Records of labeled boxes
** begin **

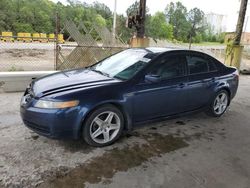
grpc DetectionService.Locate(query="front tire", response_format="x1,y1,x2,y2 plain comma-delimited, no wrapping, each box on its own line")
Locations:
82,105,124,147
208,90,230,117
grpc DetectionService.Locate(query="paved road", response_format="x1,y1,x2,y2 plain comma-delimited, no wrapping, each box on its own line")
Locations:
0,76,250,188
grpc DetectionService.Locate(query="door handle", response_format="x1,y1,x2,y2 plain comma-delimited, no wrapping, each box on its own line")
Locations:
178,83,185,88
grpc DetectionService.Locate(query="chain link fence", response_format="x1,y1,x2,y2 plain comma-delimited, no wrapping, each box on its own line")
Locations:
0,36,55,72
56,20,128,70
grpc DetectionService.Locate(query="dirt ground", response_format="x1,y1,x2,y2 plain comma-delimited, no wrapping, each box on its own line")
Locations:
0,76,250,188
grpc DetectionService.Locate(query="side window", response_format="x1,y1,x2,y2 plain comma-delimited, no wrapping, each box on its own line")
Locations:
208,60,217,72
149,56,185,80
187,56,209,74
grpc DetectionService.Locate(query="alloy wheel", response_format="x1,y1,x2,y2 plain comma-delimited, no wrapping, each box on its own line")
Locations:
90,111,121,144
213,92,228,115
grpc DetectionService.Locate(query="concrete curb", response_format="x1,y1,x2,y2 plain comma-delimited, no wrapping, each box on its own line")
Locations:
0,71,57,92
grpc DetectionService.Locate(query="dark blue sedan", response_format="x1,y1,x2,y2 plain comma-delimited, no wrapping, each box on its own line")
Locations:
20,48,239,146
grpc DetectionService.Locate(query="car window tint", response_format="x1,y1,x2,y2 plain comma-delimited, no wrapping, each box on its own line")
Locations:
208,60,217,72
187,56,208,74
150,56,185,80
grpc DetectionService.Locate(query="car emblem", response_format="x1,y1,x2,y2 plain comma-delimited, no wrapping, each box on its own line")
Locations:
21,94,31,106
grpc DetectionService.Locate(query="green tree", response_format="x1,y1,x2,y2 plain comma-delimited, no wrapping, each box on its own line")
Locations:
165,2,190,42
149,12,173,39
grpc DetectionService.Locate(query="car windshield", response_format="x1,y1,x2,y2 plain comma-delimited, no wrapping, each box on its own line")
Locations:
90,49,154,80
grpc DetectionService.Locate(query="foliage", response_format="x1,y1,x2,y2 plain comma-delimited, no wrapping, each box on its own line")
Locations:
149,12,173,39
165,2,190,42
0,0,224,42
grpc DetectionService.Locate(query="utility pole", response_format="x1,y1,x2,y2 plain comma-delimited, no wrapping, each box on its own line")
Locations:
112,0,117,44
128,0,149,47
234,0,248,45
137,0,146,38
225,0,248,70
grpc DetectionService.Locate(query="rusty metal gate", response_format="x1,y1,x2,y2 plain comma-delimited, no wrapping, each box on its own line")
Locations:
55,20,128,70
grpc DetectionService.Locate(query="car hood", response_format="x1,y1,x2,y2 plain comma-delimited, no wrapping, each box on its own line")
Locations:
31,69,121,97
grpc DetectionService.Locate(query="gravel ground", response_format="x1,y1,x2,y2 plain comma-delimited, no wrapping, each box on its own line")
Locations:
0,76,250,188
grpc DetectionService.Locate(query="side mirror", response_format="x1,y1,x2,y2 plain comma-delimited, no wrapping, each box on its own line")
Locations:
145,74,161,83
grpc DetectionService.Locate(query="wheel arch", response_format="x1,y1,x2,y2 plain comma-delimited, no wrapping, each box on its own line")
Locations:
78,101,132,138
217,86,231,106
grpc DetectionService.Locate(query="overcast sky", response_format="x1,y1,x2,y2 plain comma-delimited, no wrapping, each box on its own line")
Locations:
52,0,250,31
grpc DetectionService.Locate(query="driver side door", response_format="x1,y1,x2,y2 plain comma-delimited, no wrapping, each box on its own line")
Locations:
133,54,188,122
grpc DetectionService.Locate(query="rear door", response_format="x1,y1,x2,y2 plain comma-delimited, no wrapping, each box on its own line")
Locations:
186,52,218,110
133,54,187,121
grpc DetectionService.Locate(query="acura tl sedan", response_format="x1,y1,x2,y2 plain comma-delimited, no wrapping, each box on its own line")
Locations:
20,48,239,146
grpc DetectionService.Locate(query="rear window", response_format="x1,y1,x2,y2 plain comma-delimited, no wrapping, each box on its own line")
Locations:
187,56,209,74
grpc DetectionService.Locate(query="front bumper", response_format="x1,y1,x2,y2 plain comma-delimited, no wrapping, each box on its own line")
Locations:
20,106,81,139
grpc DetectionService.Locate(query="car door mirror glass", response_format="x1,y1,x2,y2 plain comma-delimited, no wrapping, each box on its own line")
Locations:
144,74,161,83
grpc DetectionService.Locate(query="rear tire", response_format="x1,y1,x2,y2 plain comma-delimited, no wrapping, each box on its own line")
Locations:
82,105,124,147
207,90,230,117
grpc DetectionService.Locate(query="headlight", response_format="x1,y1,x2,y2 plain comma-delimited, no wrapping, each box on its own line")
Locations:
34,100,79,109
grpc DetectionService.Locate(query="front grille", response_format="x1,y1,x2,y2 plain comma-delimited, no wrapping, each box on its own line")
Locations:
24,120,50,135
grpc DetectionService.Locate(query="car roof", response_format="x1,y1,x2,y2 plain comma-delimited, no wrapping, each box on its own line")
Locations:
145,47,177,53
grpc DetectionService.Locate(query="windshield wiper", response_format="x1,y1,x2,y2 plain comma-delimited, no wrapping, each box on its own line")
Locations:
90,69,110,77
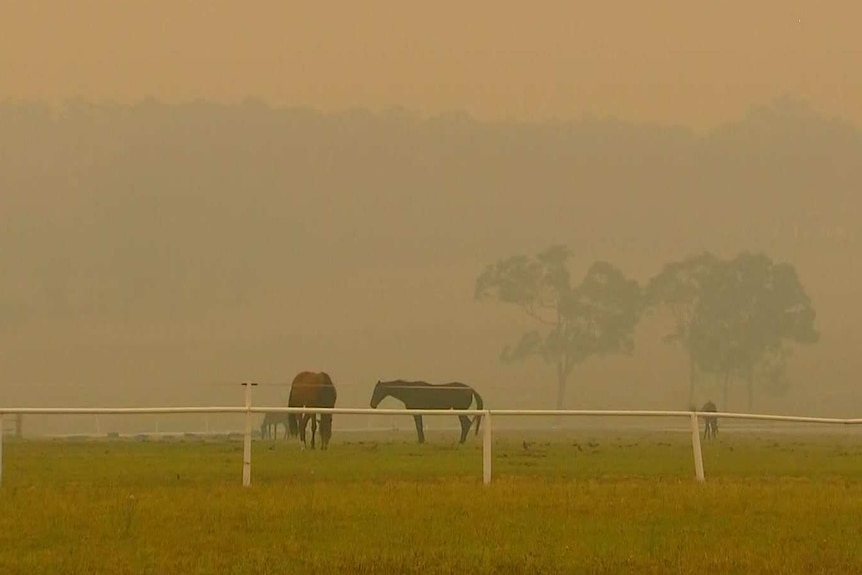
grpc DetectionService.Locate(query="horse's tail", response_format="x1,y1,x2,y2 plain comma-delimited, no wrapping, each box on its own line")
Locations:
471,389,485,435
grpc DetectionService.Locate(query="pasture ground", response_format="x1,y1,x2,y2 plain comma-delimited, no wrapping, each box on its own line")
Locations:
0,430,862,575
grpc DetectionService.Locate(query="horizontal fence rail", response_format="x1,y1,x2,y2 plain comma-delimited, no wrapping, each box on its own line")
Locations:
0,402,862,487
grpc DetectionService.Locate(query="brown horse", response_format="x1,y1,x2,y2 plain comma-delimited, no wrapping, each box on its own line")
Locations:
287,371,338,449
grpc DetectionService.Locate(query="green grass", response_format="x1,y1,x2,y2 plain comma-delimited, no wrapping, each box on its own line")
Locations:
0,431,862,575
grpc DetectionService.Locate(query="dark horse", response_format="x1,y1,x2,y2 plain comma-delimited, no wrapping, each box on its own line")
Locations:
287,371,338,449
700,401,718,439
371,379,483,443
260,412,288,439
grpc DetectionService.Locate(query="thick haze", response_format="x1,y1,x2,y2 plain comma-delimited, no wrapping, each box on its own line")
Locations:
0,1,862,432
0,0,862,127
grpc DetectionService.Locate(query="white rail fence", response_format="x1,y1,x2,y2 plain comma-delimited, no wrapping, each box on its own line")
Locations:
0,400,862,487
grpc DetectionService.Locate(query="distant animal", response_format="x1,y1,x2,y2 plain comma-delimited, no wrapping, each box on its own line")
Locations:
287,371,338,450
700,401,718,439
260,412,289,439
371,379,484,443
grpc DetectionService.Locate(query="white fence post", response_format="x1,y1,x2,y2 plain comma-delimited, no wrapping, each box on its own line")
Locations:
482,411,491,485
242,382,257,487
691,411,705,483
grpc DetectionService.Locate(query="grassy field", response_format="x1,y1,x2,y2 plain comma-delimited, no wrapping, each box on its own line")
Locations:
0,431,862,575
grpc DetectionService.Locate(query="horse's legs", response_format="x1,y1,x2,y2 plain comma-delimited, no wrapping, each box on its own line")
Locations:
299,413,308,451
458,415,473,443
413,415,425,443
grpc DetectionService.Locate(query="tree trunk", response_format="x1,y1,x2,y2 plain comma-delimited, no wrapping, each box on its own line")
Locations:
557,360,566,409
746,369,754,413
721,371,730,411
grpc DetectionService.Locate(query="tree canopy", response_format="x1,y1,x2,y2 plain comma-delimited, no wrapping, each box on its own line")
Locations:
475,245,641,409
646,252,819,409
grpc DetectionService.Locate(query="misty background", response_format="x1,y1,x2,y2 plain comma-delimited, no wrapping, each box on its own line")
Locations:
0,97,862,429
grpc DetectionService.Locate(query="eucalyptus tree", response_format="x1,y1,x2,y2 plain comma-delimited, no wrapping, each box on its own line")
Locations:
475,245,642,409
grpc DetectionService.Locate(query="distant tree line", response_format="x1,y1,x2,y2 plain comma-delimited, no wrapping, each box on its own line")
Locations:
475,245,819,409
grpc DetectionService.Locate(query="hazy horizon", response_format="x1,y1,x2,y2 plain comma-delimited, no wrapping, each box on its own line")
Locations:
0,0,862,129
0,0,862,436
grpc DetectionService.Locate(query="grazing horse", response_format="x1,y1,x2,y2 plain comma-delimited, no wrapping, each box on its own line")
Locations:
260,412,288,439
700,401,718,439
287,371,338,449
371,379,483,443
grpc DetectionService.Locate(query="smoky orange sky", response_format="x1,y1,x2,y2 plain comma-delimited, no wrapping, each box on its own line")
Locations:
0,0,862,127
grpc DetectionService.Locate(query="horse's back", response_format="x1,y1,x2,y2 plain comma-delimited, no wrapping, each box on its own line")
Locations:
389,380,480,409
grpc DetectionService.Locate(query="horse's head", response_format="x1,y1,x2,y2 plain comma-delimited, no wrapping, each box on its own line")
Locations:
371,379,388,409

** end **

Format the lines as a JSON list of strings, one string per line and blank lines left out. Begin at the start of the records, stop after the line that has "56,20,128,70", and leave the pictures out.

[
  "grpc DetectionService.Locate(query=\"front tire\", response_format=\"x1,y1,x2,y2 plain comma-delimited, no wrapping, each box on its own line\")",
  "Locations:",
  "82,105,124,147",
  "208,90,230,117",
  "grpc DetectionService.Locate(query=\"paved road\", response_format=\"x1,y1,x2,y2 plain comma-delimited, no wrapping, each box on its own line\")",
  "Locations:",
  "0,76,250,188",
  "grpc DetectionService.Locate(query=\"door handle\", response_format=\"x1,y1,x2,y2 plain comma-delimited, no wrapping, each box on its own line\")",
  "Locations:",
  "178,83,185,88",
  "grpc DetectionService.Locate(query=\"chain link fence\", response_format=\"x1,y1,x2,y2 plain comma-delimited, no wrapping, each box on its own line\")",
  "Locations:",
  "0,36,55,72",
  "56,20,128,70"
]